A inflação no futebol: razões para a escalada dos preços
O mundo do Desporto-Rei está cada vez mais ligado ao capital e às elevadas transações, e há razões para a escalada dos preços. Se em outros tempos, a prática do desporto era uma atividade secundária, acompanhada com outro trabalho/atividade secundária (em certas ocasiões a empresa e o futebol estavam conectados), hoje em dia no futebol profissional, o jogador trabalha única e exclusivamente para ter sucesso no desporto rei.
As transferências acompanharam este ritmo. Se outrora os valores não eram divulgados ou simplesmente não existiam, a partir de um certo momento as movimentações começaram a ser de valores elevados e num crescimento pouco sustentável e exacerbado.
Podemos inclusivamente concluir que a entrada no futebol moderno se dá, em parte, por essas aquisições e vendas de atletas, por quantidades monetárias que nunca se tinham visto, sendo o futebol uma atividade secundária no nosso Mundo, ou seja, não fundamental para a sobrevivência do Homem. É na década de 90 que se dá o grande salto, na minha opinião. Durante estes anos foram permitidos mais jogadores estrangeiros em cada campeonato e algumas mudanças nas leis dos passes dos atletas (por exemplo a Lei Bosman), o que levou a um investimento maior por parte dos clubes, que tiravam um maior rendimento da publicidade, que estava cada vez mais enraizada no futebol, com elevados contratos com os clubes.

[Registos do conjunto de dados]
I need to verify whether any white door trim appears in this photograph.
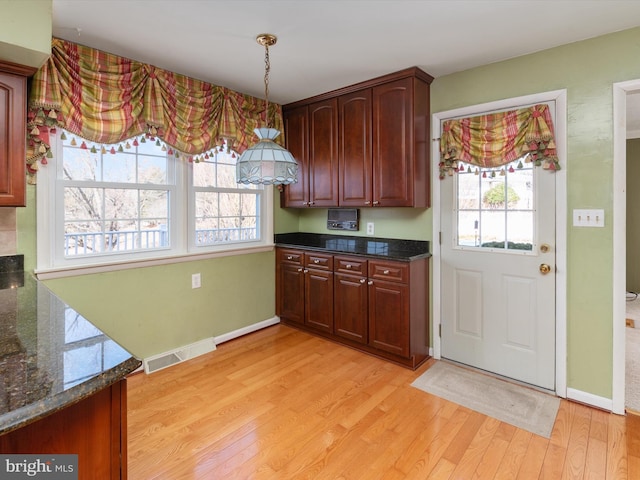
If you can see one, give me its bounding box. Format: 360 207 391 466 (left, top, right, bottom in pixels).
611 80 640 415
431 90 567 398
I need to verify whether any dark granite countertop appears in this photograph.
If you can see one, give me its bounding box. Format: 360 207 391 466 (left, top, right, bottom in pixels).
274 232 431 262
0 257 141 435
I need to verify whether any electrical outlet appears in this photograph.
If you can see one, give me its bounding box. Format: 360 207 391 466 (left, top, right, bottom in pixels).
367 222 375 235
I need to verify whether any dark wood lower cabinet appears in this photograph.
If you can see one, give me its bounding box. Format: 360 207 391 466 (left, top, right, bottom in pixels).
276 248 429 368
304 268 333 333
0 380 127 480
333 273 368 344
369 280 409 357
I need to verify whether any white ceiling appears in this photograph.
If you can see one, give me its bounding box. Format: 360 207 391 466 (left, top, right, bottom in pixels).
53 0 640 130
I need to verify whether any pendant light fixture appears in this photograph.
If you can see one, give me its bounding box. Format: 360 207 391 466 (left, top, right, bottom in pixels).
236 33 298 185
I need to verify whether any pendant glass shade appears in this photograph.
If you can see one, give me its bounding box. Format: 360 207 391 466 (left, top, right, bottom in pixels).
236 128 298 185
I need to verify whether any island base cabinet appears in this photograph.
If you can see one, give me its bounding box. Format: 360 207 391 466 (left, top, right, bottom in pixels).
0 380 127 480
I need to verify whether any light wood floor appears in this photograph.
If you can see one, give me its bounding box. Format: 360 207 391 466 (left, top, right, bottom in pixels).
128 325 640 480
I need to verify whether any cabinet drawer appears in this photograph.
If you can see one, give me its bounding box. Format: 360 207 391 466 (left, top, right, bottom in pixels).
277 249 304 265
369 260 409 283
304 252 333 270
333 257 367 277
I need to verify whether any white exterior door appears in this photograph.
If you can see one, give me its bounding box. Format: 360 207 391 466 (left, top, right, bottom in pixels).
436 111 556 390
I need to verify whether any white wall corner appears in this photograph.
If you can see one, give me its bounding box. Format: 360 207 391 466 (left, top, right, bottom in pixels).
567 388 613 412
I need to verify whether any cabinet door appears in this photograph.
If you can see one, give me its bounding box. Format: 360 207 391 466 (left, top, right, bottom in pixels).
---
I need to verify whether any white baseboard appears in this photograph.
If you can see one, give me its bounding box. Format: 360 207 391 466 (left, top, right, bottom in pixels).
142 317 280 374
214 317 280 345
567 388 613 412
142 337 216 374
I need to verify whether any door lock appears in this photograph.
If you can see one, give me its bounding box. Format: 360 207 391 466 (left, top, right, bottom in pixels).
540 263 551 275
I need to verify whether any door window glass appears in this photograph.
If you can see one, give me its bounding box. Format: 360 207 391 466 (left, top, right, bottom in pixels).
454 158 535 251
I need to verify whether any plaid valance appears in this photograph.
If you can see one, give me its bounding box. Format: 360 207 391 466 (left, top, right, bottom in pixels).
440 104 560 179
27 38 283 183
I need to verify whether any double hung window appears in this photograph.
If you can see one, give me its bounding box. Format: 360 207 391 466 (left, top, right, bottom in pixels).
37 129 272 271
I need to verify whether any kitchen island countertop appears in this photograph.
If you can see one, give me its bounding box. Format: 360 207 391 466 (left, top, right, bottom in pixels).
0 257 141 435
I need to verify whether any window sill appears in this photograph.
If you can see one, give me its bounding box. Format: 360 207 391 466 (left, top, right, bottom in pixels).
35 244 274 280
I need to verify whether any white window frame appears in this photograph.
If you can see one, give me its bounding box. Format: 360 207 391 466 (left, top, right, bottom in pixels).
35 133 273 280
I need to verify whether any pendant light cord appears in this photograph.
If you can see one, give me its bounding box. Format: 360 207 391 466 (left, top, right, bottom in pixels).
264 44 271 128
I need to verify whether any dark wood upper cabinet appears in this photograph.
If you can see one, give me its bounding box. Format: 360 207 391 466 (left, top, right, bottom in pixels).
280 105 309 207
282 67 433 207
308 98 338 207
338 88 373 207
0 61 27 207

Tarefas a realizar =>
1: No texto sobre a inflação no futebol, que lei é dada como exemplo das mudanças nas leis dos passes dos atletas?
2: Transcreva do texto sobre a inflação no futebol o trecho que vai de "A inflação no" até "no desporto rei.", inclusive.
3: Dê seguimento ao texto sobre a inflação no futebol a partir do ponto em que termina.

Respostas por tarefa =>
1: A Lei Bosman.

2:
A inflação no futebol: razões para a escalada dos preços
O mundo do Desporto-Rei está cada vez mais ligado ao capital e às elevadas transações, e há razões para a escalada dos preços. Se em outros tempos, a prática do desporto era uma atividade secundária, acompanhada com outro trabalho/atividade secundária (em certas ocasiões a empresa e o futebol estavam conectados), hoje em dia no futebol profissional, o jogador trabalha única e exclusivamente para ter sucesso no desporto rei.

3:
O fenómeno Real Madrid e “galácticos” tornou a situação ainda mais vertiginosa. Na primeira fase, Luís Figo foi contratado por 61 milhões de euros, Zinedine Zidane chegou ao Bernabéu por 75 milhões de euros e Ronaldo aterrou em Madrid por 45 milhões. Existem outros casos, mas estes são os mais relevantes, além de verbas que não eram usuais para a época, pelo menos num espaço de tempo tão curto, numa só equipa. O Real Madrid é um dos grandes culpados do aumento vertiginoso de preços dos futebolistas, no início dos anos 2000, acompanhado com a inflação.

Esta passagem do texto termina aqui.